* Written problem *
Reproduce word for word the portion of the items below that opens with the line containing "detect the air" and closes with the line containing "[[906, 206, 949, 232], [243, 201, 284, 229]]", both lines included.

+ + +

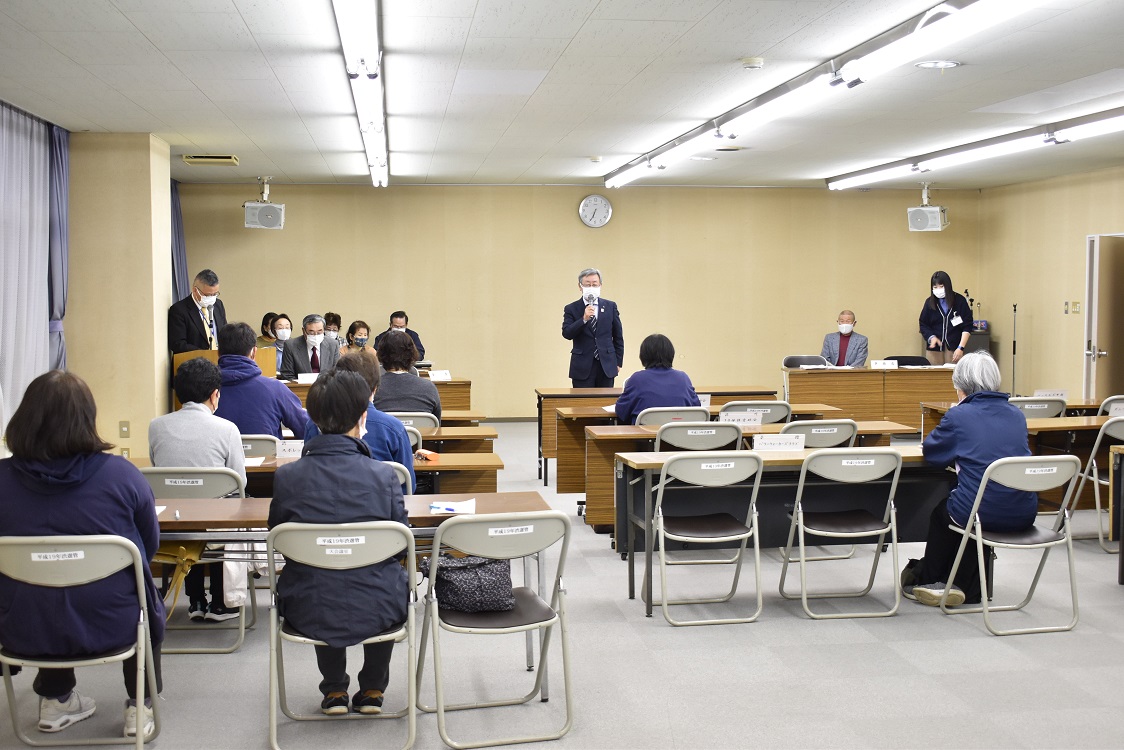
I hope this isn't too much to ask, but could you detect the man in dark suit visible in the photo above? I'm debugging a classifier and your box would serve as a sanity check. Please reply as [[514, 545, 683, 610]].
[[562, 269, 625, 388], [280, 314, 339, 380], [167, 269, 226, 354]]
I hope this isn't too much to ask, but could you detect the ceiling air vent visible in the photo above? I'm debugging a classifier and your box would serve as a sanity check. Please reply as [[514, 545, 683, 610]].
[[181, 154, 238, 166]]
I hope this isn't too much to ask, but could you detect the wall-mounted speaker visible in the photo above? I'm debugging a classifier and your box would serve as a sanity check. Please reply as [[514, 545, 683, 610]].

+ + +

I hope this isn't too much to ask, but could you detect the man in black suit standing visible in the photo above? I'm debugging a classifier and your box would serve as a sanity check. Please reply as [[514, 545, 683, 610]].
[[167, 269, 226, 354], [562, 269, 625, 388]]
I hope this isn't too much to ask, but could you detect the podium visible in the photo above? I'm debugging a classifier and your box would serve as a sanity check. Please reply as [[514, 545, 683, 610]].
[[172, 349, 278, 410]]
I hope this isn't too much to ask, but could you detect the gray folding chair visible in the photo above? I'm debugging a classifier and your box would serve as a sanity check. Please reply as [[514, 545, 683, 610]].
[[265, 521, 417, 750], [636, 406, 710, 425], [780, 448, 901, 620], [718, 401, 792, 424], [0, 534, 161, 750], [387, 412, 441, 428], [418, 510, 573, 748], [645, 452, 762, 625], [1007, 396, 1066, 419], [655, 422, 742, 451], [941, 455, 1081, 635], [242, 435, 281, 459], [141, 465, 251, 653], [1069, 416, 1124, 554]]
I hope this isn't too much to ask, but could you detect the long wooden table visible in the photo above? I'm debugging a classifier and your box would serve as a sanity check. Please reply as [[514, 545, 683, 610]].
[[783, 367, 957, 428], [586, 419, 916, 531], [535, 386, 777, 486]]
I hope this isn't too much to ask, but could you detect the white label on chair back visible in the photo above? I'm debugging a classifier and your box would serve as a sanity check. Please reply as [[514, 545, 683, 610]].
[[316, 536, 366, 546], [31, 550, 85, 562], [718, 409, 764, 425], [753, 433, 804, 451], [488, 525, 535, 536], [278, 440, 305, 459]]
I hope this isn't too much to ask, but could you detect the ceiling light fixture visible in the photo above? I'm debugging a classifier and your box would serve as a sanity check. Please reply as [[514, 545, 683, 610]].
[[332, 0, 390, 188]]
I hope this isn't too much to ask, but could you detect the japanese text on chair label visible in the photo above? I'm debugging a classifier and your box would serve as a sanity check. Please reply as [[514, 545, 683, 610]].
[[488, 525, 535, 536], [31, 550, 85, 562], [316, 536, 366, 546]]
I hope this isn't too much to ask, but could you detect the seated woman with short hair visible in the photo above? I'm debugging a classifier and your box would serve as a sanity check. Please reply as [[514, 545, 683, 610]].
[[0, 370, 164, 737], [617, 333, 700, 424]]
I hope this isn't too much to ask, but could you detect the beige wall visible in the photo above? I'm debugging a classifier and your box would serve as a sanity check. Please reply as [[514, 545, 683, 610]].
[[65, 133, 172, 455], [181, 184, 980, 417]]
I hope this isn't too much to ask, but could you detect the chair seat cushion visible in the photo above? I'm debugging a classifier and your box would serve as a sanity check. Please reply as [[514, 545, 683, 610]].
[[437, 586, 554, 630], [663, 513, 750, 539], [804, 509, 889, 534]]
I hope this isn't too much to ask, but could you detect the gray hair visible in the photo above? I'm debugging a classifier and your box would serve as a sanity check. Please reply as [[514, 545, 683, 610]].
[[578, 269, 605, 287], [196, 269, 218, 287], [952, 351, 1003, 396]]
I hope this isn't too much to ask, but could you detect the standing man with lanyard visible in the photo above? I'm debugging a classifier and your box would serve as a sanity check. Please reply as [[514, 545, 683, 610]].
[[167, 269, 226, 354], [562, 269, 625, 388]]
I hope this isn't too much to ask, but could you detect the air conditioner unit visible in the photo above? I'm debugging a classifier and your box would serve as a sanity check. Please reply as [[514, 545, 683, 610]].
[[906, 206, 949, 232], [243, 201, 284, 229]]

+ + +

* Correct result *
I hope this isn't too much to ask, but could you detect the air conditioner unit visible in the photo above? I'm debugging a classifier and your box would serve as a sanity check. Please reply as [[514, 545, 683, 610]].
[[906, 206, 949, 232], [243, 201, 284, 229]]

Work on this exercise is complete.